GIVEN PROBLEM – Locate each line in the items below that contains the string "coordinates" and copy those lines, treating uppercase and lowercase as different.

DATA TO USE –
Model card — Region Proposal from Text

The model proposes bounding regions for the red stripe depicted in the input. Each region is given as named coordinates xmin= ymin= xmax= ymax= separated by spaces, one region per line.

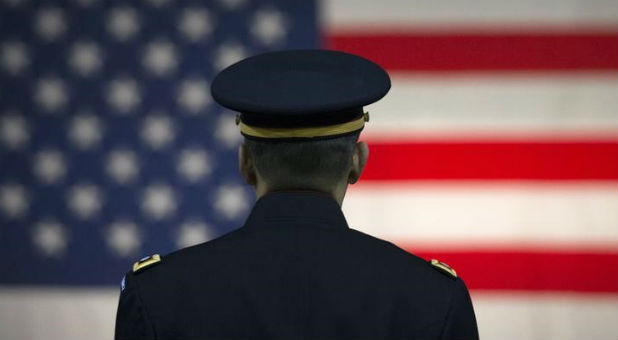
xmin=362 ymin=141 xmax=618 ymax=181
xmin=324 ymin=28 xmax=618 ymax=71
xmin=403 ymin=245 xmax=618 ymax=292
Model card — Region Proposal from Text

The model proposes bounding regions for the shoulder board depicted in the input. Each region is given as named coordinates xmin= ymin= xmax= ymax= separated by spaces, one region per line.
xmin=429 ymin=259 xmax=457 ymax=279
xmin=133 ymin=254 xmax=161 ymax=273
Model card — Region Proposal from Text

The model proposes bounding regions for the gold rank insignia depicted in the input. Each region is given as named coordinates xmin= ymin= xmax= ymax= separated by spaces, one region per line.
xmin=430 ymin=259 xmax=457 ymax=278
xmin=133 ymin=254 xmax=161 ymax=273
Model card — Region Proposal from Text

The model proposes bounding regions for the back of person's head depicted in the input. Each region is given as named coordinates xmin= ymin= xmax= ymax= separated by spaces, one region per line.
xmin=244 ymin=131 xmax=360 ymax=190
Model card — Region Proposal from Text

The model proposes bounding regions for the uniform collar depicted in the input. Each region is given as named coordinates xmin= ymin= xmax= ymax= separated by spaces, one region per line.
xmin=245 ymin=191 xmax=348 ymax=228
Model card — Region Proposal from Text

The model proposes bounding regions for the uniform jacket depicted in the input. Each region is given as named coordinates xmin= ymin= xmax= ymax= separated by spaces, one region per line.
xmin=115 ymin=192 xmax=478 ymax=339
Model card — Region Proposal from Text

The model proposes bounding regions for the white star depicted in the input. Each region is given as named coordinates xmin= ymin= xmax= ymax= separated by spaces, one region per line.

SOLUTION TO THE EXERCISE –
The model proposes bounding regions for the red stripe depicted in the input. Each region is given as named coordinates xmin= ymin= xmax= ymax= separated by spaces, one region per line.
The model proposes bounding regions for the shoulder board depicted in the input. Each region is given as named coordinates xmin= ymin= xmax= ymax= separated by spaces, one region per line.
The model proposes bounding regions for the gold rank insignia depicted in the input. Each region is given as named coordinates xmin= ymin= xmax= ymax= separated by spaces, one region per line.
The model proposes bounding regions for the back of person's head depicted in the input. Each region is given as named coordinates xmin= ymin= xmax= ymax= separated by spaces, one region per line.
The model proposes bounding regions for the uniform collar depicted in the input. Each region is given as named coordinates xmin= ymin= xmax= ymax= separated by spaces, one region per line.
The model proposes bounding regions for the uniform jacket depicted in the input. Each region is given as named coordinates xmin= ymin= xmax= ymax= separated by spaces, one region per line.
The model proposes bounding regions for the white star depicted in the input. Each region is given as named coordinates xmin= ymin= xmax= ymax= separated by spaces, one region per line.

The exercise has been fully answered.